--- Start of Data for processing ---

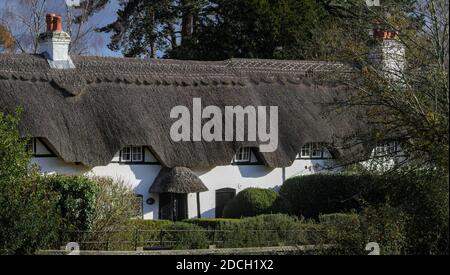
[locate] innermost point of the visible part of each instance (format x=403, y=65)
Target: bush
x=29, y=219
x=76, y=200
x=424, y=197
x=28, y=215
x=182, y=235
x=310, y=196
x=350, y=233
x=264, y=230
x=214, y=224
x=251, y=202
x=343, y=233
x=386, y=226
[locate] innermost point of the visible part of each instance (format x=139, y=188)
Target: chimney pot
x=49, y=21
x=54, y=43
x=57, y=23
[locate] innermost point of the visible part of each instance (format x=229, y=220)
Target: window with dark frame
x=387, y=148
x=140, y=206
x=243, y=155
x=31, y=146
x=132, y=154
x=313, y=150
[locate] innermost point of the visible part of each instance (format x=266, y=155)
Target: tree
x=408, y=104
x=28, y=216
x=6, y=39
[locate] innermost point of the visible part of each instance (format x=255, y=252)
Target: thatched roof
x=178, y=180
x=89, y=113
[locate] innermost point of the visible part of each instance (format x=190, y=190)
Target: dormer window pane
x=126, y=154
x=243, y=155
x=30, y=146
x=306, y=151
x=137, y=153
x=316, y=150
x=132, y=154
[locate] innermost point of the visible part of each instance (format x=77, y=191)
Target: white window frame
x=130, y=153
x=316, y=147
x=139, y=153
x=305, y=152
x=385, y=149
x=31, y=147
x=309, y=149
x=243, y=155
x=140, y=210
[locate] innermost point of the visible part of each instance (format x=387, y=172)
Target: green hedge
x=214, y=224
x=421, y=196
x=251, y=202
x=182, y=235
x=310, y=196
x=350, y=233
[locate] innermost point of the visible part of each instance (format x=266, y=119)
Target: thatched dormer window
x=243, y=155
x=386, y=148
x=132, y=154
x=313, y=150
x=31, y=146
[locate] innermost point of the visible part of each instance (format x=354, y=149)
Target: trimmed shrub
x=77, y=200
x=344, y=233
x=182, y=235
x=251, y=202
x=28, y=216
x=260, y=231
x=386, y=226
x=424, y=197
x=312, y=195
x=214, y=224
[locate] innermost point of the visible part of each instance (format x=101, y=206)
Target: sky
x=100, y=19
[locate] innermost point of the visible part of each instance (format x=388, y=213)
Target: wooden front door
x=173, y=206
x=223, y=196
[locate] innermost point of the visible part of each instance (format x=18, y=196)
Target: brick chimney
x=54, y=43
x=388, y=53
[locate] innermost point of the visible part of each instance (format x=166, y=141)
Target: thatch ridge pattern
x=89, y=113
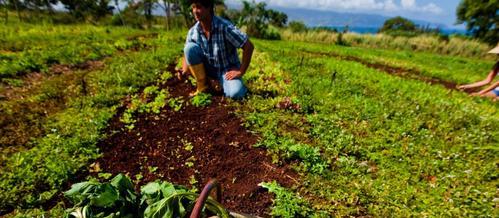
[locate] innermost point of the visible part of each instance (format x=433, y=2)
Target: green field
x=364, y=142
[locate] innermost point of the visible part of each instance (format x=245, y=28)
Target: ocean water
x=373, y=30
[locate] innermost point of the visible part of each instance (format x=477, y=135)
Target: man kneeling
x=211, y=50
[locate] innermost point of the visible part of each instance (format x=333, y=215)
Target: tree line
x=481, y=17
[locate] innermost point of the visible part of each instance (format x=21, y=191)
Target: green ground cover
x=368, y=143
x=449, y=68
x=33, y=176
x=26, y=48
x=364, y=142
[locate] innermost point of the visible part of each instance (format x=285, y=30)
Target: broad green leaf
x=106, y=198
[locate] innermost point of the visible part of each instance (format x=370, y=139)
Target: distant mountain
x=315, y=18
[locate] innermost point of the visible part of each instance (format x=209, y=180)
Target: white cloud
x=355, y=5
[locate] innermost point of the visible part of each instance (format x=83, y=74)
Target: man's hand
x=476, y=94
x=463, y=87
x=233, y=74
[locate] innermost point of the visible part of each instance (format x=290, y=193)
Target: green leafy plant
x=117, y=198
x=287, y=203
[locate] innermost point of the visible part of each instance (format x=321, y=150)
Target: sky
x=435, y=11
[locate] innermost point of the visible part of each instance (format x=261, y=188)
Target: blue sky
x=436, y=11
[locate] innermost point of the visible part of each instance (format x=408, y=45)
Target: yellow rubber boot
x=199, y=74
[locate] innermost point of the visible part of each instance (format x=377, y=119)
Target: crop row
x=449, y=68
x=34, y=177
x=368, y=143
x=29, y=48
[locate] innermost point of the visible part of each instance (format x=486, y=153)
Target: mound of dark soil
x=191, y=146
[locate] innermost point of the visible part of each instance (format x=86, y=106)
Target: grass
x=368, y=143
x=453, y=45
x=34, y=176
x=364, y=142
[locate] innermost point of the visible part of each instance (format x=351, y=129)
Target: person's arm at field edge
x=488, y=89
x=486, y=81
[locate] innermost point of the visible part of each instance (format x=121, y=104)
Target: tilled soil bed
x=191, y=146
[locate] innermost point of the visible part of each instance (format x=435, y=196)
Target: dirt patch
x=398, y=71
x=191, y=146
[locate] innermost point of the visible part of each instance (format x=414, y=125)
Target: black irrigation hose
x=213, y=183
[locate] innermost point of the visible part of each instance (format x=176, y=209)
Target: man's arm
x=247, y=54
x=486, y=81
x=488, y=89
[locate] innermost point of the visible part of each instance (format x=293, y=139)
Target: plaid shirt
x=220, y=50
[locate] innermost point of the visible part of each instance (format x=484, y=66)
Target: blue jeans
x=232, y=88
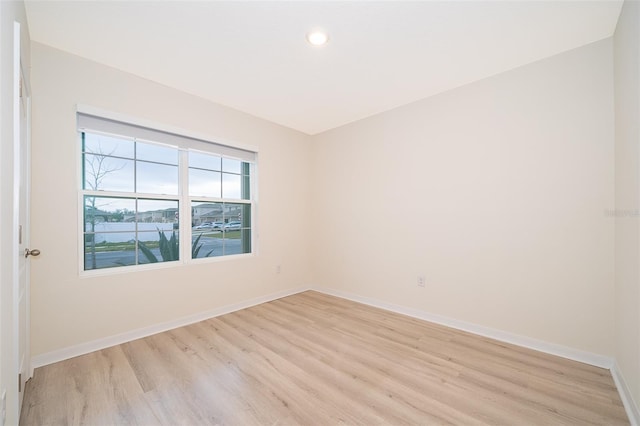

--- End of Data for processing ---

== Prompt ==
Rewrite the items above, requests included, beginning at the start of the items and stopping after the line that contains "x=140, y=210", and leave the pictures out. Shift every coordinate in the answers by adding 139 to each x and y value.

== Exercise output ==
[locate] innermost point of the visible part of each instance (format x=403, y=65)
Target: bush
x=168, y=358
x=215, y=339
x=563, y=336
x=167, y=354
x=321, y=374
x=449, y=335
x=489, y=372
x=403, y=369
x=353, y=363
x=390, y=341
x=482, y=372
x=525, y=365
[locate] innermost point of the visible part of each instance (format x=139, y=188)
Target: chimney pot
x=188, y=160
x=193, y=182
x=196, y=162
[locate] innermost point of the visible part of each instance (format x=229, y=220)
Target: window with dark frame
x=526, y=287
x=279, y=345
x=382, y=294
x=170, y=285
x=271, y=293
x=452, y=289
[locate] innermost point of the visible part of each instance (format x=266, y=155)
Target: tree
x=547, y=243
x=167, y=355
x=145, y=178
[locate] innermost point of the visible part of each instance (format x=255, y=252)
Target: thatched roof
x=317, y=319
x=228, y=252
[locate] innermost point of the visible part of each instance (format x=190, y=190)
Target: dormer window pane
x=265, y=293
x=382, y=294
x=169, y=285
x=445, y=290
x=276, y=292
x=455, y=289
x=271, y=293
[locate] innermost point of the visible part of each instance (format x=77, y=191)
Target: white window frame
x=269, y=292
x=455, y=286
x=278, y=292
x=444, y=291
x=524, y=288
x=170, y=286
x=448, y=288
x=382, y=294
x=279, y=349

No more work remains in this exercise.